**Instruction**
Say whether each statement agrees with the passage on IoT security, answering yes or no and quoting the deciding words. (a) Someone who controls the host processor can bypass a software authentication mechanism. (b) The DJI robot vacuum story ended badly because its discoverer acted maliciously. (c) The industry is fixing these vulnerabilities faster than the number of people able to exploit them is growing.

**Selection**
►
The commercial argument for addressing this at the silicon level rather than through software patches is straightforward: a software authentication mechanism can be bypassed by someone who controls the host processor; a hardware secure element cannot be compromised even if the host is fully owned. And the cost of adding a VaultIC292 to a product BOM is a small fraction of the cost of a single product recall, a regulatory investigation, or the reputational damage of appearing in mainstream technology news as the device whose security failed catastrophically.

Conclusion – One Accidental Hack Tells the Whole IoT Security Story

The DJI robot vacuum story ended well because Sammy Azdoufal turned out to be curious rather than malicious. Not every discoverer of a vulnerability will make the same choice. As AI coding tools lower the barrier to reverse-engineering device protocols, and as the installed base of inadequately secured IoT hardware continues to grow, the number of people capable of finding and exploiting these vulnerabilities is increasing faster than the industry is fixing them.
◄
Position identification records:
►
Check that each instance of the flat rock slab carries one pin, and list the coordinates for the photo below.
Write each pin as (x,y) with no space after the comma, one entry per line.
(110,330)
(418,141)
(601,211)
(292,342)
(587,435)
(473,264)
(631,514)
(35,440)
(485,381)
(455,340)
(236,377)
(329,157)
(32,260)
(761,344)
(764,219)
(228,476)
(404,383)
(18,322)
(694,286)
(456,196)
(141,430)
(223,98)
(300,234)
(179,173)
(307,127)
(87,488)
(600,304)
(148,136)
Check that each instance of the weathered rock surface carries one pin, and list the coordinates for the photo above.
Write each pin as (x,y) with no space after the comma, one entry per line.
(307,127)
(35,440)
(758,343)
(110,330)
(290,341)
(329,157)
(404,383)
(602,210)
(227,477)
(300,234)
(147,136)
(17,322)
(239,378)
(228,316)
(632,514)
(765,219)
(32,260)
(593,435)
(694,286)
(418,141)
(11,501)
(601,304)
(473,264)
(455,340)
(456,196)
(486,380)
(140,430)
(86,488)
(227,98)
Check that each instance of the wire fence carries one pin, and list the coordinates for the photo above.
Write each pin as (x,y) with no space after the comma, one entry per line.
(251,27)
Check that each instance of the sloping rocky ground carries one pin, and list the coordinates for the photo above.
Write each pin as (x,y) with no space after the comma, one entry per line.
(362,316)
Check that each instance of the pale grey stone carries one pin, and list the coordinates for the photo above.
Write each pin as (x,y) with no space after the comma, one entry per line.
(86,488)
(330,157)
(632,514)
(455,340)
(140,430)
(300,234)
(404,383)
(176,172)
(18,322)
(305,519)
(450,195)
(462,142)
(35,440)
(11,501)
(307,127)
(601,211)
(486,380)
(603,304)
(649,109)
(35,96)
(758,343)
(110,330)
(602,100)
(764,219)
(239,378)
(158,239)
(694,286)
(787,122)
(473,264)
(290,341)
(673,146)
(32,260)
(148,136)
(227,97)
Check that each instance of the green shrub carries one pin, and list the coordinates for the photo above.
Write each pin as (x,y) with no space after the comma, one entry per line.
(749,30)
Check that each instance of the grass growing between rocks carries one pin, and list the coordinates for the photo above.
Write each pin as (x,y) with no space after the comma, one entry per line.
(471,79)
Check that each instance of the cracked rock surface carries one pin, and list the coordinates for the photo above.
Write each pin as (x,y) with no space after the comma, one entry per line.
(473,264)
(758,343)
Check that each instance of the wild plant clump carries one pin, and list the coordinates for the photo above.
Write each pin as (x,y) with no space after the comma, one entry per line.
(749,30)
◄
**Result of the task**
(a) Yes: "a software authentication mechanism can be bypassed by someone who controls the host processor"
(b) No: "The DJI robot vacuum story ended well because Sammy Azdoufal turned out to be curious rather than malicious."
(c) No: "the number of people capable of finding and exploiting these vulnerabilities is increasing faster than the industry is fixing them."